OBJECTIVE: Write the next part of the critical passage on cultural differences in Lin's Pacy novels, picking up right after its final sentence.

PASSAGE SHOWN:
Lin’s novels continue to deconstruct a monolithic idea of Asian American identity by demonstrating cultural differences even within the Taiwanese American community. A major plot line in The Year of the Dog involves the arrival of another Taiwanese American girl to Pacy’s community. Like Ling and Ting, Pacy and her friend Melody are not exactly alike; in fact, they are not even related. However, their first meeting is marked by the assumption of many Americans that their racial identity does make them alike. For example, the woman serving spaghetti in the school cafeteria refuses to give Pacy “another” plate when Melody has already taken one. When Pacy protests that she has not yet taken a lunch, the woman does not believe her, “shaking her head and looking at me suspiciously” (21). Again, Lin’s critique is understated, as the scene moves quickly from the cafeteria worker’s suspicion to Pacy’s joy in discovering the reason for the confusion: the arrival of a new girl who is also Taiwanese American. Pacy celebrates their similarities, agreeing that she and Melody are “almost twins” (25), because they are both middle children, have long black hair, play the violin, and cannot write in Chinese. Significantly, however, these similarities are not racial characteristics, but details that any child would find important: birth order, hair style, and extracurricular interests. Pacy’s and Melody’s shared ethnic heritage is marked only through negation, in that neither of them understands written Chinese.
The novel also reminds the reader that the girls’ families are not exactly alike. One of the most obvious differences between them is the food that they consume. As in many Asian American novels, food is a major trope in the Pacy books; indeed, food scholarship is a growing field in Asian American literary studies, as scholars continue to identify foodways as important signifiers in Asian American texts. According to Wenying Xu, food narratives in Asian American literature are not incidental, but a “dominant site of economic, cultural, and political struggle” (14). More relevant for the field of children’s literature, Jennifer Ann Ho has charted the importance of food and foodways as a trope through which adolescents forge complex and hybrid identities in Asian American coming-of-age novels. In the Pacy books, food is certainly a signifier of Asian heritage; not only are the novels filled [End Page 112] with descriptions of Chinese and Taiwanese delicacies, but Pacy’s relatives frequently explain that in Taiwan “everything is about food” (YOD 42), “food is the treasure of Taiwan” (DD 6), and “eating is a hobby … in Taiwan” (DD 15). Food is also the most obvious site through which Pacy and her family forge a hybrid Asian American identity. When Pacy fills the Chinese New Year tray with both Chinese candy and M&Ms, her father exclaims, “It’s just like us—Chinese-American” (YOD 4). For this reason, the fact that Lin distinguishes Pacy’s family from Melody’s family using food is not insignificant. Eating brown rice rather than white rice, with little salt or oil, Melody’s family serves health-conscious food that prompts Pacy to ask in disgust, “Are you sure this is Chinese food?” (YOD 31). Just as Pacy and Melody are not exactly the same, their families have different relationships with food; if food is a marker of identity, then food in these novels signifies the heterogeneity of the Asian American experience.

[Entries from a dataset]
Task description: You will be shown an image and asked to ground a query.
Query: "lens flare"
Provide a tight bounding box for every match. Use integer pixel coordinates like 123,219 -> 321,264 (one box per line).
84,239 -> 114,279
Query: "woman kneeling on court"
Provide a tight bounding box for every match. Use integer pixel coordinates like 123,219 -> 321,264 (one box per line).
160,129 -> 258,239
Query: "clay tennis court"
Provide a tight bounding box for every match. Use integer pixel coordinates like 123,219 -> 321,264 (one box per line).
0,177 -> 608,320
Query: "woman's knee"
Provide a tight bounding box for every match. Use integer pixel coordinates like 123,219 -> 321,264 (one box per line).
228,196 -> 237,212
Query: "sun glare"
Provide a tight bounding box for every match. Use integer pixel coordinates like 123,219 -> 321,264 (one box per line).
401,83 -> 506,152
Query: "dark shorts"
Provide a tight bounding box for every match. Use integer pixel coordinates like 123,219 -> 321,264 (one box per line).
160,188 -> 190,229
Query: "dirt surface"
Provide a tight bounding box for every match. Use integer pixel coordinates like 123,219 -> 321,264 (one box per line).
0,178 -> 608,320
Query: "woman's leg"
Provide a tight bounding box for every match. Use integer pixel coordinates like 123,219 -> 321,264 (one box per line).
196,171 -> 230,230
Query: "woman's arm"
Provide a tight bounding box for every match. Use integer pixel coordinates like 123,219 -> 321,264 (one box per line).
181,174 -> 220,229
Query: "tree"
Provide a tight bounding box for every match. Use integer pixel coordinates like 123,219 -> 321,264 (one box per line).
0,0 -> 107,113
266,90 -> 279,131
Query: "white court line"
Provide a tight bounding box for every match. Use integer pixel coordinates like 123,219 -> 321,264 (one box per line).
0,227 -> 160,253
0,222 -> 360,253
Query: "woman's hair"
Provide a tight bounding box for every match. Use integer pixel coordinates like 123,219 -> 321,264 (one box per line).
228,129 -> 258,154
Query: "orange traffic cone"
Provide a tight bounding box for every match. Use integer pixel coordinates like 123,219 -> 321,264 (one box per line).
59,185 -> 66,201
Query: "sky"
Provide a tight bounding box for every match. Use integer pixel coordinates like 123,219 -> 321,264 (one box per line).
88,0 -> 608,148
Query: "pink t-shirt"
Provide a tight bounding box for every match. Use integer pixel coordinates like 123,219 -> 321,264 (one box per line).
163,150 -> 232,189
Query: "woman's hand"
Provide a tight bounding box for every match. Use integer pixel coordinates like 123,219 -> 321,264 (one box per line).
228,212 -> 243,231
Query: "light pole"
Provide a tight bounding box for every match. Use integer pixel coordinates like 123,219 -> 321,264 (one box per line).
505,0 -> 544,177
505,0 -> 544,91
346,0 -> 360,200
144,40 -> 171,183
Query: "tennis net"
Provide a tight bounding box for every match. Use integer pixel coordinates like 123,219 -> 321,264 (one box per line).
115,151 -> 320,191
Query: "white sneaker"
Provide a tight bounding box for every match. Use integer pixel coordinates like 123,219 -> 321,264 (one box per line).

RESULT OF THIS EXERCISE:
The Pacy books also demonstrate that Asian American identity is determined along multiple axes of race, gender, generation, and, importantly for children in their target audience, career aspirations. In fact, the plots of The Year of the Dog, The Year of the Rat, and Dumpling Days revolve around two main storylines, one concerning Pacy’s need to negotiate an identity that is both Asian and American, and the second concerning her anxiety over discovering the answer to the quintessential question of American childhood: what to be when she grows up. Here, Lin deliberately counters stereotypes of Asian American children excelling in math and science by featuring a protagonist whose “special talent” and career choice—to be a writer and artist—are not highly valued in the current global economy. In an Author’s Note, Lin mentions that The Year of the Dog is not entirely autobiographical; while Pacy loses the school science fair, in real life Lin won first prize. Indeed, Pacy shows neither special aptitude nor interest in math or science. When her father teases her about her grades in math, Pacy explains, “Math is my worst subject” (DD 47). And Melody’s and Pacy’s entry to the science fair is described with more than a touch of humor, as their poster proudly announces: “Feed Your Plant Soda for Optimal Growth” (63), and the judge chides the girls for using flawed scientific methodology. In this instance, Lin’s deliberate departure from autobiography emphasizes the author’s validation of Pacy’s career choice; by using the science fair as a plot device enabling Pacy to eliminate subjects from a range of possible talents, Lin allows her to explicitly discard science in favor of a career in the arts.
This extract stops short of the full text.